══ Records for the task ══

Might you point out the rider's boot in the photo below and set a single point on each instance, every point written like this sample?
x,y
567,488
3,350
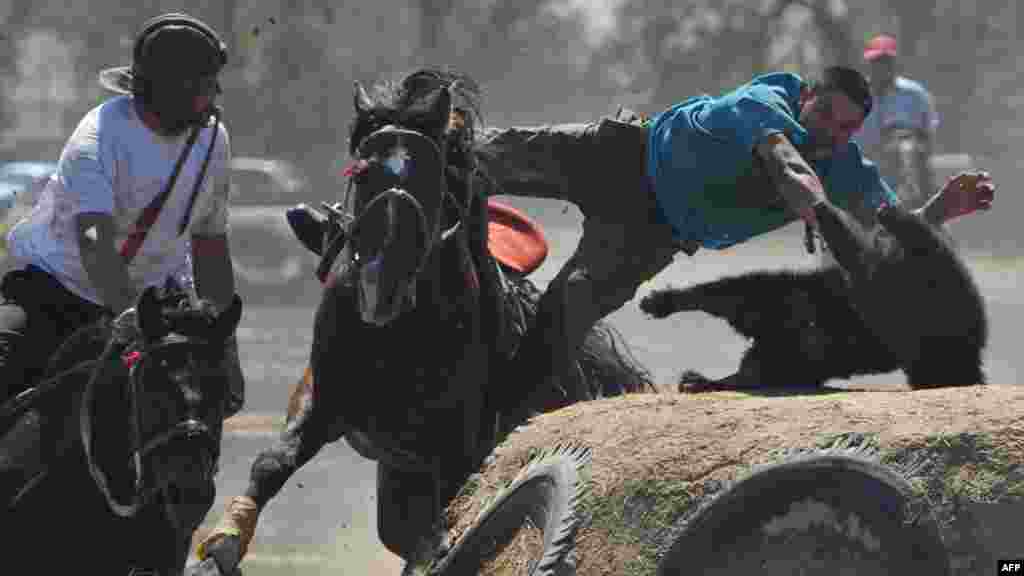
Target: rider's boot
x,y
309,225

═══

_Task prompt_
Could you put every line of the records above into a JSON list of strings, one string per line, with blank lines and the pictures left out?

_In response_
[
  "Might you point out the rider's boot in the photo below and set a single point on each instance, every point written like this sample?",
  "x,y",
  "567,488",
  "3,350",
  "Target: rider's boot",
  "x,y",
  "309,225"
]